EXCERPT:
────────────────────

Food Label Data Collection Using OCR

Royce Nobles, UNCW CSC592 Pattern Recognition, Spring 2004


1.1 Motivation for Food Label Data Collection Using OCR

The difficulty involved in nutrient data collection is a major issue facing the nutrient analysis community. Nutrient data collection is generally undertaken by researchers from the United States Department of Agriculture’s Nutrient Data Laboratory and major nutrient analysis software companies. The Nutrient Data Laboratory periodically releases its findings in the form of a database known as the National Nutrient Database for Standard Reference (NNDSR), which is freely available to the general public. The heart of the problem lies in the frequency with which the NNDSR is released and in the completeness and resolution of the database. The most current release as of April 26, 2004, NNDSR16-1, contains less than 7,000 foods and is not likely to be updated within the next year. An added vexation is the fact that values for specific foods are often averaged and presented as categories which can be quite general.

This poses a major problem for nutrient analysis software companies, as end users demand that nutrient analysis software products contain a broad range of specific food items. The result is that these companies must collect nutrient data for foods not specifically covered in the most current NNDSR version. The process of collecting and categorizing foods and their corresponding nutrient data currently involves individuals who manually enter nutrient data from Food Labels into a food database. There are major drawbacks to this method of data collection including high labor costs, the introduction of human data entry errors and the relatively slow speed at which data can be collected manually. The focus of this project is to automate this process thereby reducing the negative impact of these issues.

────────────────────

SUPPLIED RECORDS:
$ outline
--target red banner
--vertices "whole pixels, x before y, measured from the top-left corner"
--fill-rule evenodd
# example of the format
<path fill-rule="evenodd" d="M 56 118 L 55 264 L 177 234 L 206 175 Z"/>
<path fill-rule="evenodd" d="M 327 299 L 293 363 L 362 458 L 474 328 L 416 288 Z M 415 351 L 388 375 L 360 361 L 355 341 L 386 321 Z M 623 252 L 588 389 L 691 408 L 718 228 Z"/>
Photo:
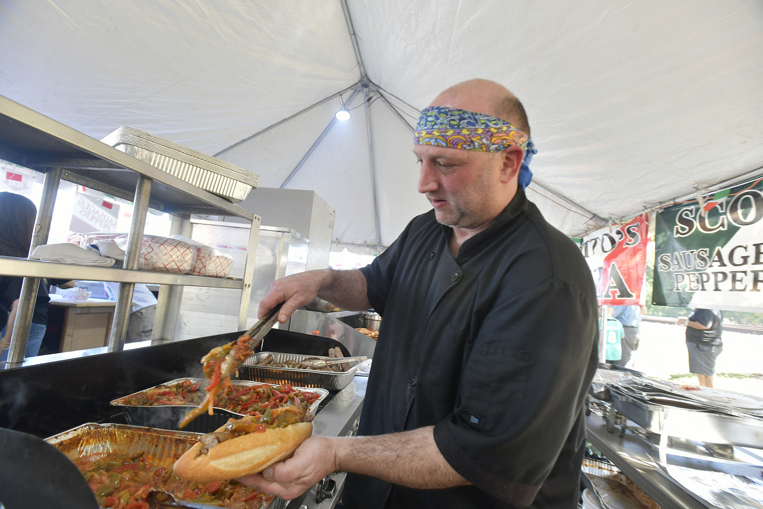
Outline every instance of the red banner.
<path fill-rule="evenodd" d="M 649 217 L 602 228 L 586 235 L 580 244 L 588 263 L 600 304 L 634 305 L 644 302 Z"/>

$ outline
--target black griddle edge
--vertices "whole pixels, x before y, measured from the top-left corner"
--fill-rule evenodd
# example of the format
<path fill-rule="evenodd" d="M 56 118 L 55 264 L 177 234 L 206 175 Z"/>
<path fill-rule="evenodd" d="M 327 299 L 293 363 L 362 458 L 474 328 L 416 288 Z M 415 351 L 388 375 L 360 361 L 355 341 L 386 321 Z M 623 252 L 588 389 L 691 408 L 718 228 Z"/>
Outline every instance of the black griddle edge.
<path fill-rule="evenodd" d="M 86 422 L 119 422 L 109 401 L 181 377 L 204 378 L 200 362 L 241 332 L 0 371 L 0 427 L 45 438 Z M 268 351 L 324 356 L 338 341 L 278 329 Z M 259 350 L 258 350 L 259 351 Z"/>

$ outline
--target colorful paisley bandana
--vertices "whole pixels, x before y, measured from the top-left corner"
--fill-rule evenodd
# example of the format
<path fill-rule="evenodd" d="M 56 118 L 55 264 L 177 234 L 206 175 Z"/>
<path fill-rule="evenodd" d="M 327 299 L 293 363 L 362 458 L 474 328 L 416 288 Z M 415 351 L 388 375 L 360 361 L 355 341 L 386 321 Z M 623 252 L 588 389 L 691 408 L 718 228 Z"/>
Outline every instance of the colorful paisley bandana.
<path fill-rule="evenodd" d="M 414 143 L 484 152 L 501 152 L 518 145 L 524 150 L 519 176 L 523 188 L 533 179 L 529 165 L 538 153 L 530 137 L 513 124 L 484 113 L 445 106 L 432 106 L 421 111 Z"/>

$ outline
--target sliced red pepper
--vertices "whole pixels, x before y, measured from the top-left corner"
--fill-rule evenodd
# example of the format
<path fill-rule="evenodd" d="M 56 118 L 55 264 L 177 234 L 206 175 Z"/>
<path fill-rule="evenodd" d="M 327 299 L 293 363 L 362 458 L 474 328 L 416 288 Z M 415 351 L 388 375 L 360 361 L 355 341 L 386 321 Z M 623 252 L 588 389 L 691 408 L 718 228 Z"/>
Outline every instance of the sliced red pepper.
<path fill-rule="evenodd" d="M 204 489 L 207 490 L 207 493 L 211 495 L 220 489 L 221 485 L 222 485 L 222 483 L 220 481 L 213 481 L 207 485 L 207 487 Z"/>
<path fill-rule="evenodd" d="M 240 391 L 233 395 L 233 398 L 240 398 L 241 396 L 244 395 L 251 390 L 252 389 L 249 387 L 247 387 L 245 389 L 241 389 Z"/>
<path fill-rule="evenodd" d="M 147 502 L 144 502 L 142 500 L 137 500 L 132 504 L 127 504 L 124 509 L 149 509 L 150 506 Z"/>

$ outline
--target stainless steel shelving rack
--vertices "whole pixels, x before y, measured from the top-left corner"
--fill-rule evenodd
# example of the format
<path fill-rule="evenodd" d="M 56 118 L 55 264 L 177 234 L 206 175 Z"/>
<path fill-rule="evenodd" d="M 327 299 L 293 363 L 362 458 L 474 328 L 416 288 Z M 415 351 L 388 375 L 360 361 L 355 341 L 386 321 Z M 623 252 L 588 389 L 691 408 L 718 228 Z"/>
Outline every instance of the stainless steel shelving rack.
<path fill-rule="evenodd" d="M 134 210 L 127 237 L 124 269 L 92 267 L 0 256 L 0 275 L 24 275 L 16 321 L 11 336 L 6 367 L 24 360 L 27 338 L 40 278 L 83 279 L 118 282 L 108 351 L 124 346 L 135 283 L 162 285 L 154 330 L 171 325 L 175 288 L 182 285 L 240 288 L 239 330 L 246 328 L 254 257 L 259 234 L 259 216 L 220 196 L 118 150 L 101 141 L 0 95 L 0 159 L 45 173 L 30 253 L 47 243 L 56 194 L 61 179 L 133 201 Z M 149 208 L 173 216 L 173 233 L 182 233 L 188 214 L 238 216 L 252 222 L 243 279 L 221 279 L 137 270 L 146 214 Z M 177 221 L 176 221 L 177 220 Z"/>

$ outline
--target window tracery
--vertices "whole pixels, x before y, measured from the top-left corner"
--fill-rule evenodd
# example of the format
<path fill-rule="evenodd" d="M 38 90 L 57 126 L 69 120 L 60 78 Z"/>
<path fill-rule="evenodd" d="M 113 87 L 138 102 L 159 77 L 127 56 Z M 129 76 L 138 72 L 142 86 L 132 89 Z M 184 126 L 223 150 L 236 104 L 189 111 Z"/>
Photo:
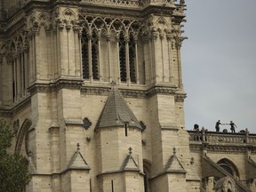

────────────────────

PROBLEM A:
From the food label OCR report, reproduce the passage that begins at the words "This poses a" and stops after the words "of these issues.".
PROBLEM B:
Please translate this sentence from the food label OCR report into Spanish: "The focus of this project is to automate this process thereby reducing the negative impact of these issues."

SOLUTION A:
This poses a major problem for nutrient analysis software companies, as end users demand that nutrient analysis software products contain a broad range of specific food items. The result is that these companies must collect nutrient data for foods not specifically covered in the most current NNDSR version. The process of collecting and categorizing foods and their corresponding nutrient data currently involves individuals who manually enter nutrient data from Food Labels into a food database. There are major drawbacks to this method of data collection including high labor costs, the introduction of human data entry errors and the relatively slow speed at which data can be collected manually. The focus of this project is to automate this process thereby reducing the negative impact of these issues.

SOLUTION B:
El objetivo de este proyecto es automatizar este proceso, reduciendo así el impacto negativo de estos problemas.